WHAT NEEDS TO BE DONE
Examine the data below and state how many lines contain "positive", offering no other words.

RECORDS SUPPLIED: Begin

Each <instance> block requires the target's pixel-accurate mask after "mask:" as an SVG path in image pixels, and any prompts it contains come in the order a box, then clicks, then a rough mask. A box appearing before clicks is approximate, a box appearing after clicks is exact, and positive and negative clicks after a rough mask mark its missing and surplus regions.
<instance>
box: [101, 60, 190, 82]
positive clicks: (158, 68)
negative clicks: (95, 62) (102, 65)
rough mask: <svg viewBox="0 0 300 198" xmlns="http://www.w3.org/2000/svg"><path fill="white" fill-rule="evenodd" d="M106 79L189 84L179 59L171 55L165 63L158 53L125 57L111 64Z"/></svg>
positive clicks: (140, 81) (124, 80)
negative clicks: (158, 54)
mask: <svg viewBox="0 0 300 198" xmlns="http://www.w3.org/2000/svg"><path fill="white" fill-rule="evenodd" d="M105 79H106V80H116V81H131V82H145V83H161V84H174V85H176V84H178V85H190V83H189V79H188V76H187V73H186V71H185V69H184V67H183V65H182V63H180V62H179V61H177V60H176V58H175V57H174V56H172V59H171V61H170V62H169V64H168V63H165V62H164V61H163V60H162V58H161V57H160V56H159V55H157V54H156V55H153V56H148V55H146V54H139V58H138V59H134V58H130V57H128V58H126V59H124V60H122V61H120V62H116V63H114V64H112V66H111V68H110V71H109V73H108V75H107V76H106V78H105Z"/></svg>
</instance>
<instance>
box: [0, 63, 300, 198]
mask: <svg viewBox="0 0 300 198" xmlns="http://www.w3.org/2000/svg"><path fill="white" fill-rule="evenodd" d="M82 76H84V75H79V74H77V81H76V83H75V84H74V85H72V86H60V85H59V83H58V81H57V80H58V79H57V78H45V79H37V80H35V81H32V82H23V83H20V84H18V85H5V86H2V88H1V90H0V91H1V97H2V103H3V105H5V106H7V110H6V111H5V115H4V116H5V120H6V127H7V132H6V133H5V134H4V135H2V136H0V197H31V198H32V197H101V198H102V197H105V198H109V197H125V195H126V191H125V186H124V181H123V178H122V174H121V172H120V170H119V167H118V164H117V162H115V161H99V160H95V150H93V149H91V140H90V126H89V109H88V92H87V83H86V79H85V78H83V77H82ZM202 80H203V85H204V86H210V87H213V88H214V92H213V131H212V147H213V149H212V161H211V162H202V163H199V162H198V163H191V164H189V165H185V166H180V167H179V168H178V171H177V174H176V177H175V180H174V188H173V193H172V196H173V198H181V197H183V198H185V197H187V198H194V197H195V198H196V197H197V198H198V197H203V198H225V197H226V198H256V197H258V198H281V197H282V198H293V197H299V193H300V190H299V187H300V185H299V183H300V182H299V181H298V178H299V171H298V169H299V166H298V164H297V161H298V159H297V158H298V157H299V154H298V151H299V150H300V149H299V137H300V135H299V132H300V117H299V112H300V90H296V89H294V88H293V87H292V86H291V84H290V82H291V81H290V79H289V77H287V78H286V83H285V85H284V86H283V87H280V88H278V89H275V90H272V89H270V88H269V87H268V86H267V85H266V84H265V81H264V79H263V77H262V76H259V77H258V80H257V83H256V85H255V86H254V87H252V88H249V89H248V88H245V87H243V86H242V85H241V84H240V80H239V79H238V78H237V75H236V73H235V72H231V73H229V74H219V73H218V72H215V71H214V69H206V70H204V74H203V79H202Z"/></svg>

RECORDS SUPPLIED: End

YOUR SOLUTION
3